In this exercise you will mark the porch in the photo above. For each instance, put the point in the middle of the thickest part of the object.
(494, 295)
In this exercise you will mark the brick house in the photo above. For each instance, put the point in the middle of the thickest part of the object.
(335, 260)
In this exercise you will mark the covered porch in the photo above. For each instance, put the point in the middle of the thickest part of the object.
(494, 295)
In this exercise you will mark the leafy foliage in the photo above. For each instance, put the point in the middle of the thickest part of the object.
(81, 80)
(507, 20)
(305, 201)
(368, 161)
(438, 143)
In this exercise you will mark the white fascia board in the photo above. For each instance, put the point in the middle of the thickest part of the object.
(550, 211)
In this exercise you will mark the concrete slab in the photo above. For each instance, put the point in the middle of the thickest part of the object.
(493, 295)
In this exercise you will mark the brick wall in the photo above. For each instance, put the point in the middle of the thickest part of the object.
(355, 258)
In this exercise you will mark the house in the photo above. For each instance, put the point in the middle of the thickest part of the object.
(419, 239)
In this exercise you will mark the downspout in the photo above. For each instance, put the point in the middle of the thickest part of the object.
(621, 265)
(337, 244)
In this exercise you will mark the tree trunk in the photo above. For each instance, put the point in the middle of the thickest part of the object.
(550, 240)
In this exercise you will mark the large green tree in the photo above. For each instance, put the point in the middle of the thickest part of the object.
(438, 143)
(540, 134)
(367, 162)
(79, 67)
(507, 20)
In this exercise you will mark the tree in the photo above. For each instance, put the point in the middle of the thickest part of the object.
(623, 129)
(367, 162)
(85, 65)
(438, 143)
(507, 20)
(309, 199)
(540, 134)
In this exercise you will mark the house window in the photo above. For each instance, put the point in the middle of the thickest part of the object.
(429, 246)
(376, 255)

■ Your task ■
Using the data above, print every record exactly as shown.

■ Correct output ■
In this exercise you will mark the porch in the photo above. For each instance, put the point in the middle of the thickest part of the object.
(494, 295)
In this exercise you will mark the brick house in the photo above. For each instance, put the point in the middle of the thickest part of the object.
(335, 260)
In this exercise you will mark the covered porch in the photo above. For each instance, put the point in the middle of the thickest part of the object.
(494, 295)
In this exercise you will mark the leafy foliage in the photo above. For each instance, put the point in the middle of the thickest part of the object.
(81, 80)
(507, 20)
(305, 201)
(368, 161)
(438, 143)
In this exercise you will mark the white fascia board in the photo above. For each instance, put the point in the middle of the thickest part of the object.
(550, 211)
In this exercise you will mark the concrete slab in the photo above. For each instance, put the point in the middle of the thickest part of the object.
(493, 295)
In this exercise you will mark the brick wall in the photo above. For each instance, put the point in the middle of the thickest part of the object.
(355, 258)
In this exercise you will mark the house in the photo above. For each instance, put the point in the middle of the thickest part of the object.
(419, 239)
In this exercise you will mark the downspout in the photo above. For each instance, put the point in the middle of the thickest part of the object.
(621, 265)
(337, 244)
In this exercise you will mark the tree trunk in the photo above. For each instance, put the point in the middle of the thickest part of the object.
(550, 240)
In this exercise you will mark the large green tree in the photo above. For each instance, put the point in the middle of the thickest part of the object.
(438, 143)
(540, 134)
(367, 162)
(79, 67)
(507, 20)
In this exercise you will mark the tree in the photo above. For each instance, put the point in the middle of the thickest part of the object.
(623, 129)
(367, 162)
(85, 65)
(438, 143)
(507, 20)
(309, 199)
(540, 134)
In this exercise you will mark the house window in the photo above. For each instance, put the point in the middle of the thickest part of the object.
(429, 246)
(376, 255)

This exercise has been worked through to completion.